## [SET TASK]
Write the next part of the comment thread about the ultrafast camera, picking up after its final comment and not drawing on the material.

## [TEXT TO READ]
• • • • • • •

Good lord. I was ready to be disappointed by another streak camera, but this is insane. If I understand it correctly, it bounces the image off a micromirror array with a pseudorandom patterns being shone on it for sub-nanosecond durations, then collects the composite image by sort of scattering it in a known way over a CCD, and the original image can be sussed out of that once the data has been pulled down.

10^7 frames per second! Anyone have any ideas what we could watch at a rate like that? You only get 350 frames, though, it seems, and the spatial resolution is probably only a handful of pixels.


It is not 10^7 FPS. It is 10^11 FPS.

And they do collect that scattered light on a streak camera - that performs shearing operation in the temporal domain (camera moves during capture). Without it it would be impossible to reproject the data into these 10^11 FPS, you would only have your regular 10^7 FPS, achievable by CCD/CMOS.

edit. The temporal / spatial resolution probably can be increased by using larger sensor :) & Anyone wants to hack a DIY version of it? Take a Lytro camera, place it on the piezo actuator, do some fancy math ;)


It's 10^11 frames per second actually -- light travels 3 millimeters between each frame.


That's pretty fascinating.

Isn't that useful beyond photography? If this detector can detect just a single bit of information every 10^-11 second, that's 100 Gbit/s.

• • • • • • •

## [COLLECTED DATA]
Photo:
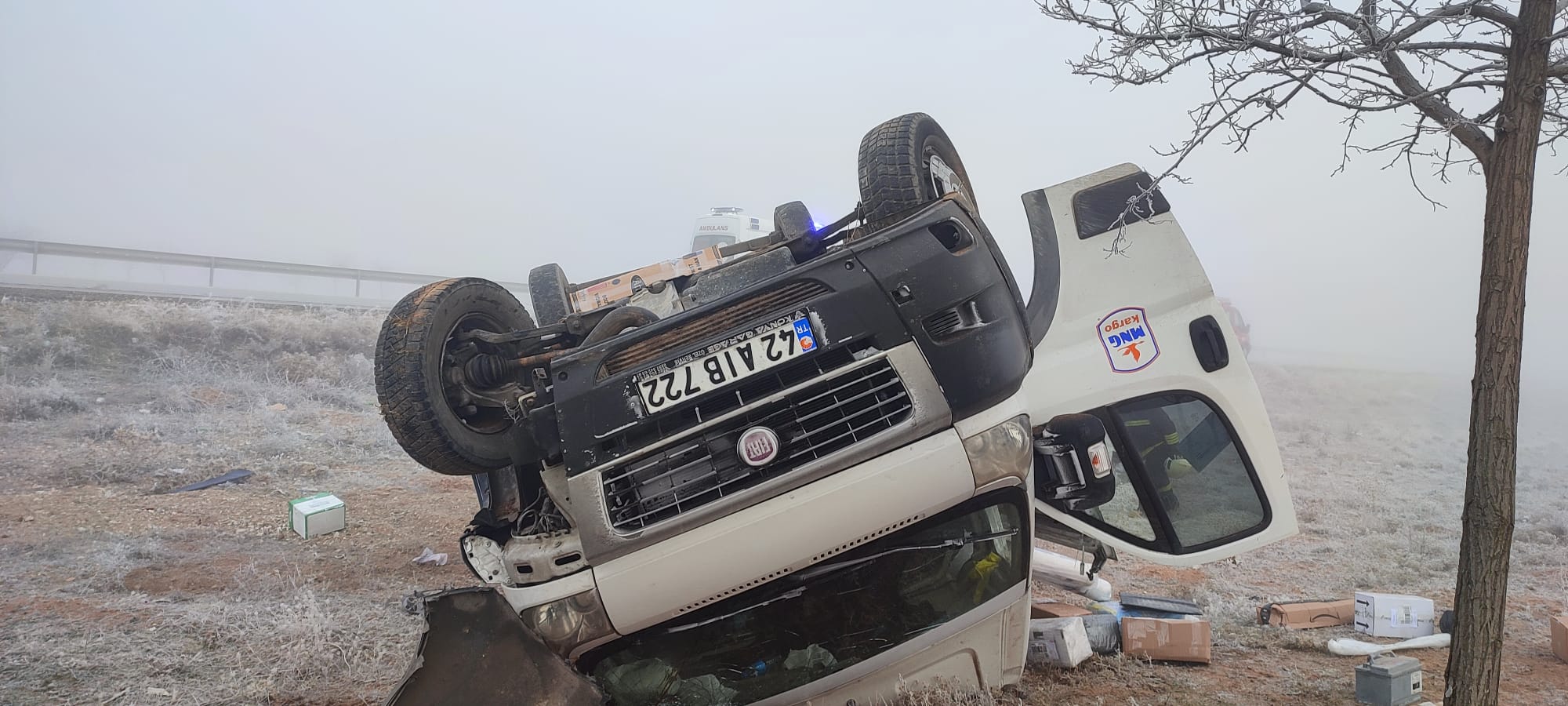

• • • • • • •

## [ANSWER TO THIS TASK]
For a single pixel!


Oops, you're right. I'd edit if i could.


Is it related to compressed sensing? http://en.wikipedia.org/wiki/Compressed_sensing

Edit: I was thinking about the single-pixel camera: http://dsp.rice.edu/cscamera


Yes it is compressed sensing. Compressed sensing is where you have an input that is randomly 'combined' and then you reconstruct the signal you want (it has to be sparse in some way) using the L1 norm.


Looks like you can watch a laser pulse bounce off a mirror or difract into a resin. http://www.nature.com/nature/journal/v516/n7529/fig_tab/natu...


These are movies of things I never thought we would have movies of. It reminds me of when the first pictures from STMs came out - we never thought we would see pictures of atoms and molecules in our lifetimes - even if they were just arrays of bumps on a surface. Praise to the team that did this work, it's a gift to the world.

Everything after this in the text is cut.